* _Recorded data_
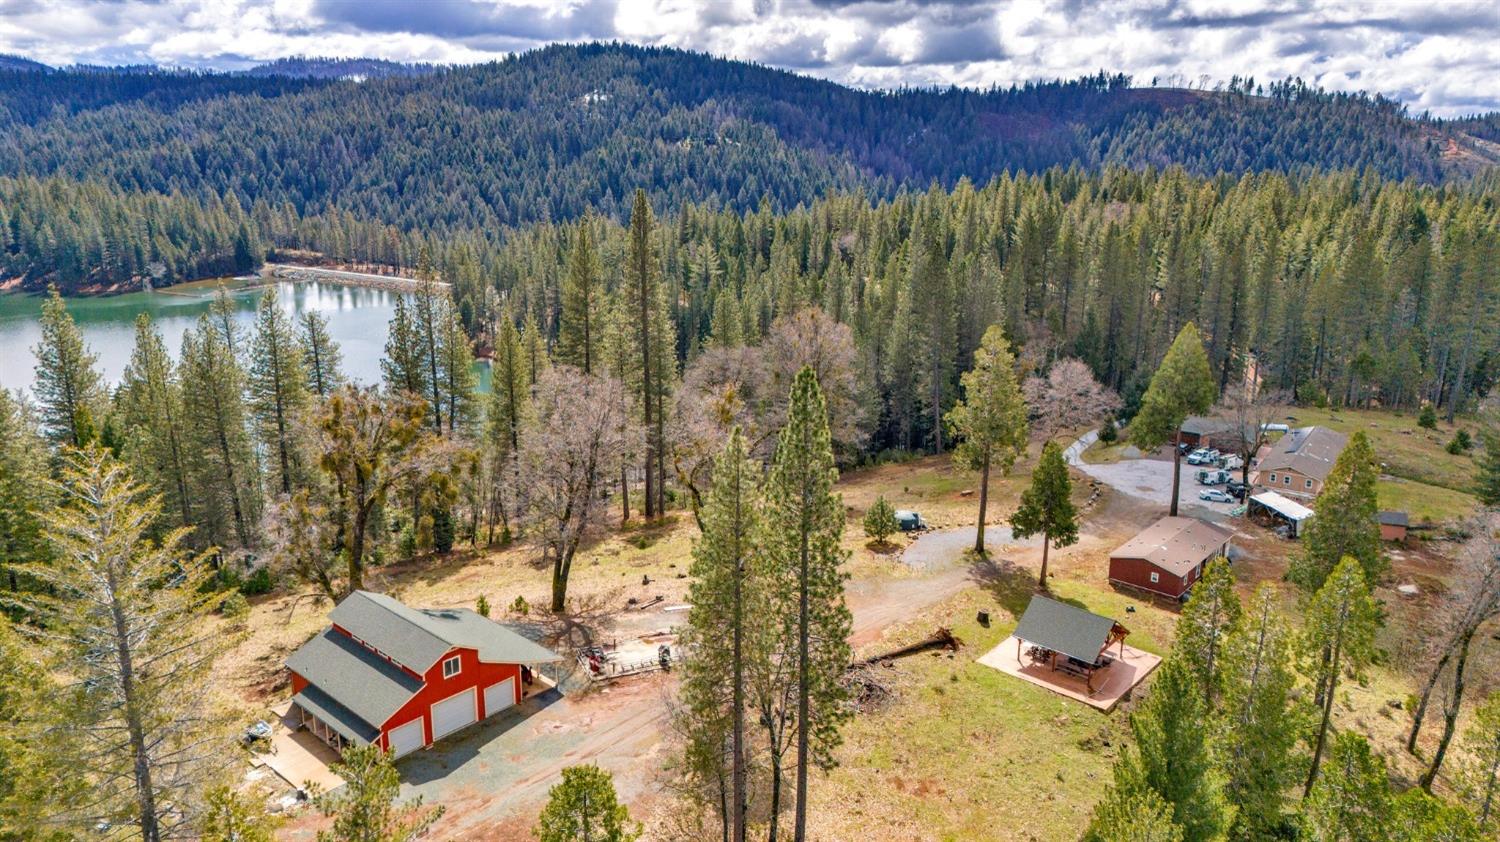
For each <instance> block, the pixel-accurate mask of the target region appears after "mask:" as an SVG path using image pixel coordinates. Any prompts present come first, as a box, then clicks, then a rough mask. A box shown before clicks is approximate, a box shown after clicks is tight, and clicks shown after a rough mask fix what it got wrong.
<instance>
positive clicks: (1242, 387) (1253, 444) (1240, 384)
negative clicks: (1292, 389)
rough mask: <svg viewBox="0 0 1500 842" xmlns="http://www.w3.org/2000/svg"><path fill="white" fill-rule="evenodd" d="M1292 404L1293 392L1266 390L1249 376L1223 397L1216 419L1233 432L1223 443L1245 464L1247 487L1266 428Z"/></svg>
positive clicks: (1241, 478) (1220, 401)
mask: <svg viewBox="0 0 1500 842" xmlns="http://www.w3.org/2000/svg"><path fill="white" fill-rule="evenodd" d="M1290 404H1292V393H1290V392H1286V390H1283V389H1265V387H1262V386H1260V384H1257V383H1254V381H1253V380H1251V378H1248V377H1247V378H1244V380H1242V381H1241V383H1232V384H1230V386H1229V387H1227V389H1224V393H1223V395H1220V402H1218V404H1217V405H1215V407H1214V416H1212V417H1214V419H1215V420H1218V422H1220V423H1223V425H1224V426H1226V428H1227V429H1230V431H1232V435H1230V437H1229V438H1226V440H1223V443H1227V444H1229V446H1230V447H1233V453H1235V455H1236V456H1239V458H1241V461H1242V462H1244V464H1242V465H1241V468H1239V470H1241V479H1242V480H1244V482H1245V485H1250V464H1251V461H1253V459H1254V458H1256V452H1257V450H1260V444H1262V443H1263V441H1265V440H1266V425H1269V423H1271V422H1274V420H1275V419H1277V416H1280V414H1284V411H1286V408H1287V405H1290ZM1217 443H1218V440H1217Z"/></svg>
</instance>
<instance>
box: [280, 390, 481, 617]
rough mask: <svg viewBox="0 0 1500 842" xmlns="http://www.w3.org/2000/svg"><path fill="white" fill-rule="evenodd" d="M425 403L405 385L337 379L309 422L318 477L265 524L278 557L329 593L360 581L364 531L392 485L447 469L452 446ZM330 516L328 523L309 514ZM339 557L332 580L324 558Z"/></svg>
mask: <svg viewBox="0 0 1500 842" xmlns="http://www.w3.org/2000/svg"><path fill="white" fill-rule="evenodd" d="M426 414H428V407H426V404H425V402H423V401H422V399H419V398H416V396H413V395H410V393H405V392H401V393H395V395H383V393H380V392H377V390H375V389H359V387H354V386H344V387H341V389H338V390H336V392H335V393H333V396H330V398H329V401H327V402H326V404H324V405H323V408H321V411H320V413H317V414H315V416H314V417H312V419H311V423H312V425H314V429H312V431H311V435H312V437H314V449H315V452H318V453H321V456H320V461H318V467H320V470H321V473H323V476H321V480H323V482H320V483H315V485H314V486H311V488H309V489H308V495H305V497H303V495H294V497H293V498H288V500H284V501H282V503H281V504H278V506H276V507H275V515H273V516H272V519H270V521H269V522H267V531H269V533H270V536H272V539H273V540H275V542H276V543H275V546H273V548H272V557H273V558H281V560H282V561H284V563H285V564H288V566H290V567H291V569H293V572H296V573H297V575H299V576H302V578H303V579H305V581H308V582H311V584H315V585H318V587H320V588H321V590H323V591H324V593H326V594H327V596H329V597H330V599H338V597H341V596H344V594H347V593H351V591H356V590H360V588H362V587H365V561H366V557H368V555H369V545H371V540H369V530H371V521H372V518H374V516H375V512H377V510H378V509H380V507H381V506H384V504H386V501H387V498H389V497H390V494H392V491H395V489H402V488H408V486H413V485H419V483H420V482H423V480H426V479H429V477H434V476H435V474H440V473H446V471H450V470H453V467H455V465H456V464H458V459H459V455H460V449H459V446H458V444H456V443H455V441H453V440H450V438H443V437H441V435H440V434H438V432H437V431H432V429H431V428H429V426H428V423H426ZM326 518H327V519H332V521H333V525H335V528H327V524H321V525H320V527H318V528H312V527H311V521H314V519H318V521H323V519H326ZM339 557H342V560H344V563H345V575H344V579H342V581H341V582H338V584H336V581H335V579H333V570H332V560H333V558H339Z"/></svg>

* _Task objective_
Reproduce the entries with every "rough mask" swapped for "coarse mask" and nothing else altered. Omit the pictures.

* _Response for this exercise_
For each <instance> block, the pixel-accurate mask of the target region appears after "mask:" as an SVG path using image pixel coordinates. Any prompts present come first, as a box, then clicks, then a coarse mask. A box shown before clicks is approximate, a box shown after clicks is tight, and clicks shown after a coarse mask fix what it got wrong.
<instance>
positive clicks: (1242, 387) (1253, 444) (1240, 384)
negative clicks: (1292, 389)
coarse mask: <svg viewBox="0 0 1500 842" xmlns="http://www.w3.org/2000/svg"><path fill="white" fill-rule="evenodd" d="M1292 404L1293 392L1266 390L1249 376L1223 397L1216 419L1233 432L1223 443L1245 464L1247 487L1266 428Z"/></svg>
positive clicks: (1241, 478) (1220, 401)
mask: <svg viewBox="0 0 1500 842" xmlns="http://www.w3.org/2000/svg"><path fill="white" fill-rule="evenodd" d="M1290 404H1292V393H1290V392H1286V390H1283V389H1265V387H1262V386H1260V384H1257V383H1254V381H1253V380H1251V378H1248V377H1247V378H1244V380H1242V381H1241V383H1232V384H1230V386H1229V387H1227V389H1224V393H1223V395H1220V402H1218V404H1217V405H1215V407H1214V416H1212V417H1214V419H1215V420H1218V422H1220V423H1223V425H1224V426H1226V428H1227V429H1230V431H1232V435H1230V437H1229V438H1226V440H1223V443H1227V444H1229V446H1230V447H1233V453H1235V455H1236V456H1239V458H1241V461H1242V462H1244V464H1242V465H1241V468H1239V470H1241V479H1242V480H1244V482H1245V485H1250V464H1251V461H1253V459H1254V458H1256V452H1257V450H1260V444H1262V443H1263V441H1265V440H1266V425H1269V423H1271V422H1274V420H1275V419H1277V416H1280V414H1284V411H1286V408H1287V405H1290ZM1217 443H1218V440H1217Z"/></svg>
</instance>
<instance>
box: [280, 390, 481, 617]
coarse mask: <svg viewBox="0 0 1500 842" xmlns="http://www.w3.org/2000/svg"><path fill="white" fill-rule="evenodd" d="M425 403L405 385L337 379L309 422L318 477L265 524L278 557L329 593L360 581L364 531L392 485L447 469L452 446ZM330 516L328 523L309 514ZM339 557L332 580L324 558Z"/></svg>
mask: <svg viewBox="0 0 1500 842" xmlns="http://www.w3.org/2000/svg"><path fill="white" fill-rule="evenodd" d="M426 414H428V407H426V404H425V402H423V401H422V399H419V398H416V396H413V395H410V393H405V392H401V393H395V395H383V393H380V392H377V390H375V389H359V387H354V386H344V387H341V389H338V390H336V392H335V393H333V396H330V398H329V401H327V402H326V404H324V405H323V408H321V411H320V413H317V414H315V416H314V417H312V419H311V423H312V425H314V429H312V431H311V435H312V437H314V449H315V452H318V453H321V456H320V461H318V467H320V470H321V473H323V476H321V480H323V482H320V483H315V485H314V486H311V488H309V489H308V495H305V497H303V495H294V497H293V498H288V500H284V501H282V503H281V504H278V506H276V507H275V515H273V516H272V519H270V521H269V522H267V531H269V533H270V536H272V539H273V540H275V542H276V543H275V546H273V548H272V557H273V558H281V560H282V561H284V563H285V564H288V566H290V567H291V569H293V572H296V573H297V575H299V576H302V578H303V579H305V581H308V582H311V584H315V585H318V587H320V588H321V590H323V591H324V593H326V594H327V596H329V597H330V599H338V597H341V596H344V594H347V593H351V591H356V590H360V588H362V587H365V561H366V557H368V555H369V545H371V540H369V530H371V521H372V518H374V516H375V512H377V510H378V509H380V507H381V506H384V504H386V501H387V498H389V497H390V494H392V491H395V489H402V488H408V486H413V485H419V483H420V482H423V480H426V479H429V477H434V476H435V474H440V473H446V471H450V470H453V467H455V465H456V464H458V459H459V455H460V449H459V446H458V444H456V443H455V441H453V440H450V438H443V437H441V435H440V434H438V432H437V431H432V429H431V428H429V426H428V423H426ZM326 518H327V519H332V521H333V525H335V528H327V524H321V525H320V527H318V528H312V527H311V521H314V519H318V521H323V519H326ZM339 557H342V560H344V563H345V575H344V579H342V581H341V582H338V584H336V581H335V579H333V570H332V560H333V558H339Z"/></svg>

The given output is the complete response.